#### [TEXT]
At one Beijing news conference in 2014, Qin delivered one of his best-known one-liners to foreign journalists, a few days after then-President Barack Obama gave a speech saying the U.S. would remain a world leader for the next century.

"Must be nice to be the big boss of the world," Qin said. Then he went on to deliver this head-scratching zinger: "I don't know if there is a Paul the Octopus to predict the future in international affairs. But I can tell you China was once big boss for more than a century." He was referring to the cephalopod Paul's amazing predictive abilities during the 2010 soccer World Cup.

The line went viral in China.

His first stint as spokesperson, from 2005 to 2010, was no less memorable and coincided with a number of events that cemented China as a heavyweight on the global stage. In 2008, Qin forcefully pushed back against international news reports that alleged Chinese authorities had violently suppressed protests among Buddhist clergy and Tibetans in the region of Tibet. That same year, Qin helped shepherd foreign media coverage of the Beijing Olympics, which served as an international coming out party for a resurgent Chinese state as much as it was a global sporting event.

#### [GIVEN INFORMATION]

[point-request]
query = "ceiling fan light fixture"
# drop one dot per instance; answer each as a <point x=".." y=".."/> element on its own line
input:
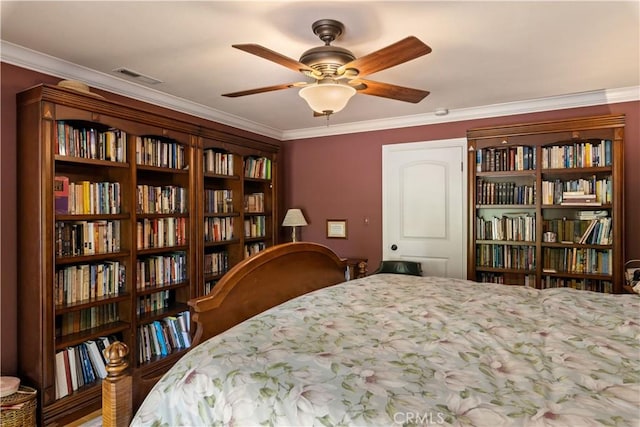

#### [PROBLEMS TO WORK ON]
1. According to the passage about Qin, during which years was his first stint as spokesperson?
2. Write the next part of the passage about Qin, picking up after its last sentence.
The data has nothing to do with the passage about Qin.

#### [ANSWERS TO THE EXERCISES]
1. From 2005 to 2010.

2.
"This was at a time after the global financial crisis when China was stepping out on the world stage," says James Green, a former U.S. diplomat who worked on China issues for two decades. "He was the face in some ways of new China trying to pick up the pieces after, in the Chinese view, the U.S. destroyed the global financial system and China was stepping in to save it."

Green points out Qin's recent experience is not in policymaking but in protocol, the rules of diplomacy — as in arranging high-level state visits for Chinese leaders such as Xi Jinping. That gave him an opportunity to know the leadership and to earn trust with China's upper political echelon in a way that most other officials often aren't able to do.

Qin also presaged the unapologetically nationalistic and abrasive style of foreign policy some younger Chinese diplomats now favor — a style Chinese state media have branded "wolf warrior" diplomacy, named after a popular Chinese movie franchise.

"Qin very much typified the tougher defense of China's positions and absolute rejection of any foreign criticism," said one former foreign correspondent who frequently attended Qin's press conferences and who asked to remain anonymous because he still works in China.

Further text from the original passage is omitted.